(Location identification records)
──────

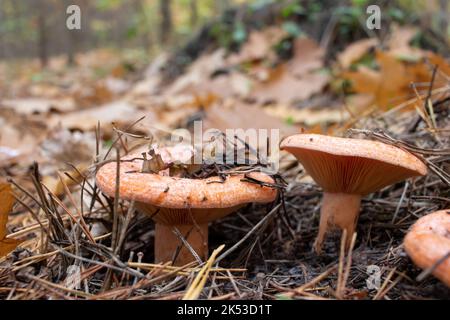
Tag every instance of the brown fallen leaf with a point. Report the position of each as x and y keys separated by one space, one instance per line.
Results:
x=29 y=106
x=120 y=112
x=6 y=204
x=399 y=46
x=308 y=57
x=308 y=116
x=391 y=84
x=283 y=87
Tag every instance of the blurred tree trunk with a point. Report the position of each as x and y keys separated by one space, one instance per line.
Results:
x=194 y=13
x=42 y=31
x=166 y=21
x=146 y=36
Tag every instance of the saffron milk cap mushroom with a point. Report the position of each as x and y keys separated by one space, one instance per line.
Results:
x=182 y=203
x=348 y=169
x=428 y=244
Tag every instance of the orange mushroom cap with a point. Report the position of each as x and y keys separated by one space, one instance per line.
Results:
x=428 y=242
x=354 y=166
x=182 y=193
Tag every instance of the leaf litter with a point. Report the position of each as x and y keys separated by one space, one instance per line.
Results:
x=63 y=220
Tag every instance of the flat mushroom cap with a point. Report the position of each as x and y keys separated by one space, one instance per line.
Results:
x=181 y=193
x=354 y=166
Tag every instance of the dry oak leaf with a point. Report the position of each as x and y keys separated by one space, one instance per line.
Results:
x=6 y=203
x=391 y=84
x=308 y=56
x=283 y=87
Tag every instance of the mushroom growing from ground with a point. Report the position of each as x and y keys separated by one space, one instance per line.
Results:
x=182 y=204
x=348 y=169
x=428 y=244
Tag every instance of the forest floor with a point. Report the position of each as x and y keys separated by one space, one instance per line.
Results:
x=61 y=123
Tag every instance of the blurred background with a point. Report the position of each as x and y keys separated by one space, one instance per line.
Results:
x=138 y=69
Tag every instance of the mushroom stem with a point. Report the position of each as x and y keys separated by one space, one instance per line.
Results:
x=167 y=243
x=339 y=210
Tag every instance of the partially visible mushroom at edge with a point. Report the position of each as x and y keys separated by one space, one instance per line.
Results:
x=428 y=244
x=182 y=203
x=348 y=169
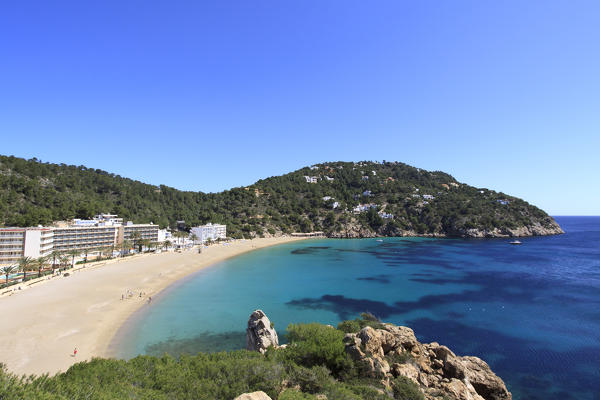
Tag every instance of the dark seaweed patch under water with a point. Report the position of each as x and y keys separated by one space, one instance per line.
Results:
x=531 y=311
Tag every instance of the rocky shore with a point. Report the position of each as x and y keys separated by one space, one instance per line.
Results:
x=394 y=351
x=387 y=351
x=535 y=229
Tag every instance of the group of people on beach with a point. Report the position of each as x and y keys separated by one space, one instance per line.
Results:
x=129 y=294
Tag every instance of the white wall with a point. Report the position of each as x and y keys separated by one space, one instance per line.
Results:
x=33 y=241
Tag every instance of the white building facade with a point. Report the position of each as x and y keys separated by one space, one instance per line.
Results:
x=209 y=231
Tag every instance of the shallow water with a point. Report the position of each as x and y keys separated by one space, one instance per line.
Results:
x=531 y=311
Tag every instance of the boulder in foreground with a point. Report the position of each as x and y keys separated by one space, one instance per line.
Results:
x=392 y=351
x=253 y=396
x=260 y=335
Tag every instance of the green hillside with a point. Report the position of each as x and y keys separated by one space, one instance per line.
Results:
x=421 y=202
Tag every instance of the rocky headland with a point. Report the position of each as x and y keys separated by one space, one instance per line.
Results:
x=387 y=351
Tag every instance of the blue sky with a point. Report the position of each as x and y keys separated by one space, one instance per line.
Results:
x=212 y=95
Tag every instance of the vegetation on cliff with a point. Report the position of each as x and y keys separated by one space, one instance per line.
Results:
x=392 y=199
x=315 y=362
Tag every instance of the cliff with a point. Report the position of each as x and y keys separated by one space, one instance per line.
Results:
x=342 y=199
x=391 y=357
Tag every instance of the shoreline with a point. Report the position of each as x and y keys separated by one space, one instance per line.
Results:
x=43 y=324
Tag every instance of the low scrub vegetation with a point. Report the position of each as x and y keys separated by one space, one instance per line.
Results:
x=314 y=362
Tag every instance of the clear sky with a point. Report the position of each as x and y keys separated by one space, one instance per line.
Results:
x=209 y=95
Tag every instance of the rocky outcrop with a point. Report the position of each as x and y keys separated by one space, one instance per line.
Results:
x=253 y=396
x=260 y=334
x=394 y=351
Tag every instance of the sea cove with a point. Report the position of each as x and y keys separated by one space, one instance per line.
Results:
x=530 y=311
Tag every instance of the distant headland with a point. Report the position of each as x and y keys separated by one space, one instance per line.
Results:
x=341 y=199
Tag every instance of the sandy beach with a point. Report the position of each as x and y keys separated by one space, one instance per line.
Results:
x=43 y=324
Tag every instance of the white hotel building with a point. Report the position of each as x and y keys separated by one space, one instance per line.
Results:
x=103 y=231
x=209 y=231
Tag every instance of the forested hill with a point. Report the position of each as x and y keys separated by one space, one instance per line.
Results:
x=392 y=199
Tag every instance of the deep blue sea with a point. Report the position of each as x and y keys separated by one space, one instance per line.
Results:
x=531 y=311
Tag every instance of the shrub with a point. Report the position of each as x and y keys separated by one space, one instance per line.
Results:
x=315 y=344
x=366 y=319
x=311 y=380
x=291 y=394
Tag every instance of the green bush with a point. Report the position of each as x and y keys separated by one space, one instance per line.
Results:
x=291 y=394
x=311 y=380
x=315 y=344
x=353 y=326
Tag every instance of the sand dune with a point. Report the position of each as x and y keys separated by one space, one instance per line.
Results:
x=42 y=325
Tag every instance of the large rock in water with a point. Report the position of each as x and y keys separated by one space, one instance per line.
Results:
x=253 y=396
x=259 y=334
x=393 y=351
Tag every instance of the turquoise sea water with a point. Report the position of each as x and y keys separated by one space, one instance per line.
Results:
x=531 y=311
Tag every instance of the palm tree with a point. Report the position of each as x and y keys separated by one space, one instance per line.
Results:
x=144 y=243
x=109 y=250
x=73 y=253
x=7 y=270
x=126 y=245
x=25 y=264
x=136 y=237
x=64 y=259
x=40 y=262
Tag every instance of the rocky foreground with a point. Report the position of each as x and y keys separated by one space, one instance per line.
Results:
x=390 y=351
x=435 y=368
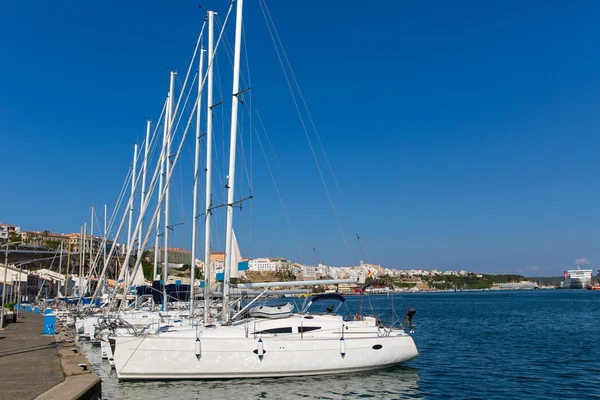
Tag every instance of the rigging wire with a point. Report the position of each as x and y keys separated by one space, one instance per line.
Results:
x=263 y=6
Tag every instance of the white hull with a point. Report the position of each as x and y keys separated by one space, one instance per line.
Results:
x=233 y=351
x=235 y=358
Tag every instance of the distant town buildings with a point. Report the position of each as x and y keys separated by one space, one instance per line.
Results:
x=8 y=230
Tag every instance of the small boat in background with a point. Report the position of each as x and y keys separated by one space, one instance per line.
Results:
x=272 y=312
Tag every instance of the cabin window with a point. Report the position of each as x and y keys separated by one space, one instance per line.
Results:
x=275 y=330
x=308 y=328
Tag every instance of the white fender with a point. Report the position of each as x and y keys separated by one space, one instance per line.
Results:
x=261 y=349
x=198 y=348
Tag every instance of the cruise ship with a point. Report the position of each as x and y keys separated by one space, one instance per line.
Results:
x=578 y=278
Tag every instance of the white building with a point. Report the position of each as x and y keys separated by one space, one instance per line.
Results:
x=6 y=230
x=262 y=265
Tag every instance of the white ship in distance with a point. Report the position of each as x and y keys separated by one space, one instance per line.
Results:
x=578 y=278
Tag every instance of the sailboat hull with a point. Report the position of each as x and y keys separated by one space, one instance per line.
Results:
x=151 y=358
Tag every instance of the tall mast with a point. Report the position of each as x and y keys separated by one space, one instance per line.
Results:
x=59 y=268
x=81 y=256
x=68 y=267
x=232 y=151
x=208 y=205
x=196 y=167
x=105 y=238
x=144 y=173
x=160 y=185
x=91 y=248
x=133 y=177
x=167 y=196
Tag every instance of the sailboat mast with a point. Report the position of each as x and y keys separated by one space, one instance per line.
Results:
x=167 y=196
x=208 y=201
x=133 y=177
x=81 y=256
x=105 y=238
x=232 y=151
x=196 y=170
x=59 y=269
x=68 y=267
x=91 y=247
x=160 y=187
x=144 y=173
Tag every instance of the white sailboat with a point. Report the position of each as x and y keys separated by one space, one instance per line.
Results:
x=246 y=347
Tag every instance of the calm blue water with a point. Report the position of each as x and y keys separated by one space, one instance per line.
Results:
x=541 y=344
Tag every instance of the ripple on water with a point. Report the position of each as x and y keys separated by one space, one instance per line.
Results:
x=481 y=345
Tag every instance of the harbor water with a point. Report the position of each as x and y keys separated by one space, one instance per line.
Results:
x=536 y=344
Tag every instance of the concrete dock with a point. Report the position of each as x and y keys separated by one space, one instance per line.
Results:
x=33 y=366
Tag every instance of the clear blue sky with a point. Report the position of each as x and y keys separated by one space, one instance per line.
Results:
x=463 y=134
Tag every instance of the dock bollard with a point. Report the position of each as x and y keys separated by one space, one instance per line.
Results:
x=49 y=324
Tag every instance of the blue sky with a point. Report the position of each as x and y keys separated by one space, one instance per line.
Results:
x=462 y=135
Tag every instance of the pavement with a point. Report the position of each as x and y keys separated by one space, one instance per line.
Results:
x=33 y=366
x=29 y=363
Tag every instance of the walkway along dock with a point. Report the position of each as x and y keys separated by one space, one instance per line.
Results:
x=33 y=366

──────

▶ TASK TO CARRY OUT:
Render the stretch from the line containing "Tag every instance of the white sailboat" through the end of the records as a Markdown table with the columns Row and Line, giving each line its row number and omitting blank lines.

▶ THE SOLUTION:
| Row | Line |
|---|---|
| 1 | Tag every instance of the white sailboat with a point. Report the position of each as x and y keys separated by one space, one instance per line. |
| 2 | Results: |
| 3 | x=246 y=347 |
| 4 | Tag every instance of the calm blue water with a point. Report the position of each as x and y keys separated by one space, one instance per line. |
| 5 | Results: |
| 6 | x=541 y=344 |
| 7 | Tag every instance of the ripple on water with a point. Report the position of each as x and y keys separated by one space, one instance per line. |
| 8 | Results: |
| 9 | x=481 y=345 |
| 10 | Tag every instance of the harbor water with a point. Report the position of each as x and y keys separated by one space, one instance per line. |
| 11 | Results: |
| 12 | x=536 y=344 |
| 13 | Tag every instance of the concrete dock with a point. Report the position of each as x and y keys separated by one space, one instance per line. |
| 14 | Results: |
| 15 | x=33 y=366 |
| 16 | Tag every instance of the clear blue sky with a point. Report the position of each as x and y keys separated by one space, one instance per line. |
| 17 | Results: |
| 18 | x=463 y=134 |
| 19 | Tag every instance of the dock bollard with a point. Report the position of each as x and y keys separated by one space, one instance per line. |
| 20 | Results: |
| 21 | x=49 y=324 |
| 22 | Tag every instance of the blue sky with a point. Report the position of each as x and y keys separated by one space, one instance per line. |
| 23 | Results: |
| 24 | x=462 y=135 |
| 25 | Tag every instance of the pavement with a point. Report the position of each as x and y keys separated by one space, one instance per line. |
| 26 | Results: |
| 27 | x=33 y=366 |
| 28 | x=29 y=363 |
| 29 | Tag every instance of the walkway along dock with a point. Report the position of each as x and y keys separated by one space, one instance per line. |
| 30 | Results: |
| 31 | x=33 y=366 |